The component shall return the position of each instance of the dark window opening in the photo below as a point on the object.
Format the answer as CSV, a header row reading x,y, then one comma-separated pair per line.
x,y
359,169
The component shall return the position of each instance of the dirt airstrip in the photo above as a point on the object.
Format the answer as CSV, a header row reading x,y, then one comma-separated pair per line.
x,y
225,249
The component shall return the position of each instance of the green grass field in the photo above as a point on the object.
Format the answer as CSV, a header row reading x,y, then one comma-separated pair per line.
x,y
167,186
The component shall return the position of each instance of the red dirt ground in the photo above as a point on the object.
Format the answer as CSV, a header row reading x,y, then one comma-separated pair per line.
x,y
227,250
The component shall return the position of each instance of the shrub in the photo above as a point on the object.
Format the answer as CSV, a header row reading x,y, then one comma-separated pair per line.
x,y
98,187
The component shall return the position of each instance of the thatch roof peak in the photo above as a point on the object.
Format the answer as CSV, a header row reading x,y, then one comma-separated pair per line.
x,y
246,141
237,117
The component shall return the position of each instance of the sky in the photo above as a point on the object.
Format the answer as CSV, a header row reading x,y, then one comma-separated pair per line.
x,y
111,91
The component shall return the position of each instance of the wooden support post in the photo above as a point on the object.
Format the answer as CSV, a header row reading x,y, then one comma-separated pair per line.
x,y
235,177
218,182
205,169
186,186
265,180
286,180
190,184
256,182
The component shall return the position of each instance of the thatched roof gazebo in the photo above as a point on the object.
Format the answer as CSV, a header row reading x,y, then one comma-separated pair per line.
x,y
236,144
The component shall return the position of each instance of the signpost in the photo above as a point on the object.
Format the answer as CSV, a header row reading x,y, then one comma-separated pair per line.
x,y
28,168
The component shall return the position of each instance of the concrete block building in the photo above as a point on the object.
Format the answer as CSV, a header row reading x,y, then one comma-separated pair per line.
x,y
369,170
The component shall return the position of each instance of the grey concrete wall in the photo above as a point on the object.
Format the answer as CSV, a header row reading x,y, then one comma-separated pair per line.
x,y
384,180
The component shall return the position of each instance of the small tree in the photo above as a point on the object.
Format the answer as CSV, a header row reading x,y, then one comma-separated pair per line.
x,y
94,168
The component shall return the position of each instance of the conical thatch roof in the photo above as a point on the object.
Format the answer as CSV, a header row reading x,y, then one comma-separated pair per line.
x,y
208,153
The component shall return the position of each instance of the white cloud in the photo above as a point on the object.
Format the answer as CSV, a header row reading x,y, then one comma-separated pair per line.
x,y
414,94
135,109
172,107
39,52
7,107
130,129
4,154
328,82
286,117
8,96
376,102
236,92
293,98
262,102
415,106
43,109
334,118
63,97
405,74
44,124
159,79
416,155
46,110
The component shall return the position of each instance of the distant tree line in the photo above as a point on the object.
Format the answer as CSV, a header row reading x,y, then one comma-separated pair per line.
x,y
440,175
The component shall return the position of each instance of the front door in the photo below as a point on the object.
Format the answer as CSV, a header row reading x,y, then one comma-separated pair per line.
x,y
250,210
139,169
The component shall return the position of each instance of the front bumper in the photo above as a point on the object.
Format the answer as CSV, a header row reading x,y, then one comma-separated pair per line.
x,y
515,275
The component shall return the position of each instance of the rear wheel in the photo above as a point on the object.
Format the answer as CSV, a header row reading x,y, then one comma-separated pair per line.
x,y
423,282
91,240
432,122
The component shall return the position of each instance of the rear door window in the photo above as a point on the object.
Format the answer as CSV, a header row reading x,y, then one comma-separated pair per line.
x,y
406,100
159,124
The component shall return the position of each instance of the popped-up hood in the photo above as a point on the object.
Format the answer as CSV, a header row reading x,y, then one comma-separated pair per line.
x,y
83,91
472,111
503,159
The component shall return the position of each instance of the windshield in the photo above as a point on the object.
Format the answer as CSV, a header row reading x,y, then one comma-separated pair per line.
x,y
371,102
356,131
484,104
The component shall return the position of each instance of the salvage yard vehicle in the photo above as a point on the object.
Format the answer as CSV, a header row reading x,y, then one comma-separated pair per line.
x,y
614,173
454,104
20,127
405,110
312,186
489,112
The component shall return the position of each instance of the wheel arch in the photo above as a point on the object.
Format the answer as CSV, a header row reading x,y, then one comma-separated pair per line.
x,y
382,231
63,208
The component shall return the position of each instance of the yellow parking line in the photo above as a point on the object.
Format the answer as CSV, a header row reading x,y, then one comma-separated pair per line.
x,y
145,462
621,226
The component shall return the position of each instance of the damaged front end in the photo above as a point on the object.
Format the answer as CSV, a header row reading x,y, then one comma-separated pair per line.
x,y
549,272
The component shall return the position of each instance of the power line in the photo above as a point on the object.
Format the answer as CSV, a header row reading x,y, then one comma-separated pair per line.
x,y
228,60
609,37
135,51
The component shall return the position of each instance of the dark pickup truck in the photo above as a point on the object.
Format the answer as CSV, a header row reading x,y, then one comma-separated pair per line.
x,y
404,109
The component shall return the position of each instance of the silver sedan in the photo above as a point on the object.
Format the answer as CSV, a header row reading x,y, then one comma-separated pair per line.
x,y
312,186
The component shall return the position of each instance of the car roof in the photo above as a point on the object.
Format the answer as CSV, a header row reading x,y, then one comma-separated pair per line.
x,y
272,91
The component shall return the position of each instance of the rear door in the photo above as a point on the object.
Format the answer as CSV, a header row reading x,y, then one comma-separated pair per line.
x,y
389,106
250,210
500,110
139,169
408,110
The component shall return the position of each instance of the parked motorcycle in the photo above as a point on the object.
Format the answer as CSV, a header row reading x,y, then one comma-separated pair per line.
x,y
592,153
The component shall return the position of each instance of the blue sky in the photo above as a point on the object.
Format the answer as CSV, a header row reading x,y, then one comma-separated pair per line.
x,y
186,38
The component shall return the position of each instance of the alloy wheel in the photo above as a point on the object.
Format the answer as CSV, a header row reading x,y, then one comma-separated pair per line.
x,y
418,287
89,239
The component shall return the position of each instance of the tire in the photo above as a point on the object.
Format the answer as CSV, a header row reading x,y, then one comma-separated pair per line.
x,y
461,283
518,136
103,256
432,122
= = =
== Your objective ==
Reproduce the records above exactly as they appear.

== Exercise result ==
The component shall return the position of each instance of the dark window opening in the photo below as a point on the object.
Format the answer as CSV, a header row reading x,y, then one comma-separated pair per line.
x,y
359,169
The component shall return the position of each instance of the dirt airstrip in the photo above as a point on the object.
Format the answer as CSV, a header row reading x,y, then one comma-separated pair per line.
x,y
225,249
The component shall return the position of each instance of the green grass field in the photo above as a point on the object.
Format the answer as CSV, a header row reading x,y, then one comma-separated pair per line.
x,y
167,186
The component shall return the position of each instance of the red dirt ground in the photo above as a point on the object.
Format the answer as CSV, a header row reading x,y, then one comma-separated pair per line.
x,y
227,250
The component shall return the position of each instance of the shrub in the photo above as a point on the object.
Format the answer as CSV, a header row reading x,y, then one comma-separated pair per line.
x,y
98,187
The component shall return the position of each instance of the thatch roof peak in the photo above as a point on the object.
Format the answer as CSV, a header row reading x,y, then one comma-separated pair per line.
x,y
246,141
237,117
The component shall return the position of each instance of the sky in the photo above as a point on the object.
Format the answer as CSV, a header row reading x,y, then one comma-separated pair per line.
x,y
111,91
The component shall return the position of each instance of the wooden support post in the photo above as a point on the object.
Format the answer as CSV, a header row reading x,y, then one comma-separated pair per line.
x,y
235,177
218,182
205,169
186,186
265,180
286,180
190,184
256,182
The component shall return the position of each instance of the thatched roof gazebo in the photo above as a point on the object.
Format the answer as CSV, a header row reading x,y, then one comma-separated pair per line.
x,y
236,144
The component shall return the position of each instance of the signpost in the photo above as a point on the object.
Format the answer as CSV, a header row reading x,y, then one comma-separated pair per line.
x,y
28,168
The component shall return the position of each instance of the concrete block building in the photo above as a point on the object.
Format the answer as CSV, a header row reading x,y, then one comma-separated pair per line.
x,y
369,170
The component shall return the position of each instance of the grey concrete wall in the photo above as a point on the object.
Format the answer as CSV, a header row reading x,y, then one comma-separated pair per line.
x,y
384,180
The component shall return the position of each instance of the small tree in the photo above as a point on the object.
Format the answer as CSV, a header row reading x,y, then one comma-separated pair per line.
x,y
94,168
The component shall return the position of each instance of the conical thatch roof in the photo above as a point on the object.
Format the answer as CSV, a header row reading x,y, then one comma-separated pair per line.
x,y
208,153
The component shall return the position of each instance of the white cloud in the photo above as a point on the object.
Format the answer as CSV, a header row reading x,y, then one comma-separated pair per line.
x,y
414,94
135,109
172,107
39,52
7,107
130,129
4,154
328,82
286,117
8,96
376,102
236,92
293,98
262,102
415,106
43,109
334,118
63,97
405,74
44,124
159,79
416,155
46,110
The component shall return the position of each instance of the distant tree line in the photo above as a point on the object.
Format the answer as CSV, a header row reading x,y, then one comma-separated pair per line.
x,y
440,175
The component shall return the position of each instance of the front door in the photo below as a point on the object.
Format the answer as CSV, a header row reading x,y, then one comma-separated pair per line.
x,y
250,210
139,169
The component shall return the position of each instance of the front bumper in the photo above as a point on the object.
Format the answer as CSV, a header row reading x,y, then one comma-separated pair per line.
x,y
515,275
The component shall return the position of each instance of the rear wheel in the photo above as a point on the object.
Format the answer as CSV, a header row reading x,y, then one comma-separated pair per line.
x,y
423,282
91,240
432,122
The component shall return the position of each instance of the rear door window in the photo above as a point on the object.
Format the answer as CSV, a header row reading x,y, then one comma-separated pair per line.
x,y
406,100
159,124
The component shall return the position of each instance of the popped-up hood in the photo above as a point on the object.
Format the answer as CSV, a header row reading x,y, then one comma-separated pair per line.
x,y
83,91
472,111
503,159
The component shall return the position of each instance of the windshield in the photo above as a point on the object.
Format the answer as CSV, a header row reading x,y, then one comma-separated pair per line.
x,y
371,102
356,131
484,104
The component shall return the position of each instance of the salvage yard vehicle in the photo above as a point on the object.
Format the answer as CSV, a header row reading x,y, then one comma-separated pair per line.
x,y
614,173
454,104
20,127
405,110
312,186
489,112
The component shall return the position of each instance of the wheel arch in the photo above as a point on the object.
Format the answer as CSV, a header row reading x,y, then one comma-separated pair per line.
x,y
382,231
63,208
The component shall return the position of each instance of the yellow parking line in the photo above as a point on the object.
Format the answer as CSV, a header row reading x,y, then one comma-separated pair per line.
x,y
145,462
621,226
The component shall return the position of each instance of the damaged front end in the photo above as a point on the object.
Format the answer as CSV, a header row reading x,y, then one comma-separated pair per line.
x,y
549,272
The component shall return the position of each instance of the power line in the photo above as a point on the object.
Format the answer as CSV, a header row reading x,y, then one comma-separated pair per line.
x,y
228,60
609,37
135,51
The component shall return the position of each instance of the dark pickup truck in the photo above as a point on the object.
Format the answer as CSV, a header row reading x,y, then one comma-separated pair per line.
x,y
404,109
The component shall return the position of each instance of the silver sedan in the photo above as a point on the object.
Format the answer as CSV, a header row reading x,y, then one comma-separated pair per line.
x,y
312,186
The component shall return the position of each instance of the car roof in the photo above as a point on the object.
Format the answer as CSV, a header row reading x,y, then one comma-separated pair per line.
x,y
272,91
The component shall return the position of each instance of the rear door in the photo above as a point on the object.
Format the answer as CSV, a header row reading x,y, then one comma-separated pair per line.
x,y
389,106
250,210
500,110
139,169
408,110
The component shall return the position of each instance of the parked motorcycle in the photo above as a point on the object.
Format the answer as CSV, a header row reading x,y, then one comma-separated pair per line.
x,y
592,153
The component shall return the position of each instance of the blue sky in the photo above as a point on the object.
Format the answer as CSV, a header row reading x,y, then one comma-separated pair per line.
x,y
186,38
The component shall return the position of each instance of the alloy wheel in the photo above as a point on the object.
Format the answer as CSV, a header row reading x,y, then one comma-separated pair per line.
x,y
418,287
89,239
The component shall return the position of each instance of the tire in the photo above as a point on the object.
Format the answer as CSV, a header row reading x,y, then one comma-separated pair per line.
x,y
461,283
518,136
103,256
432,122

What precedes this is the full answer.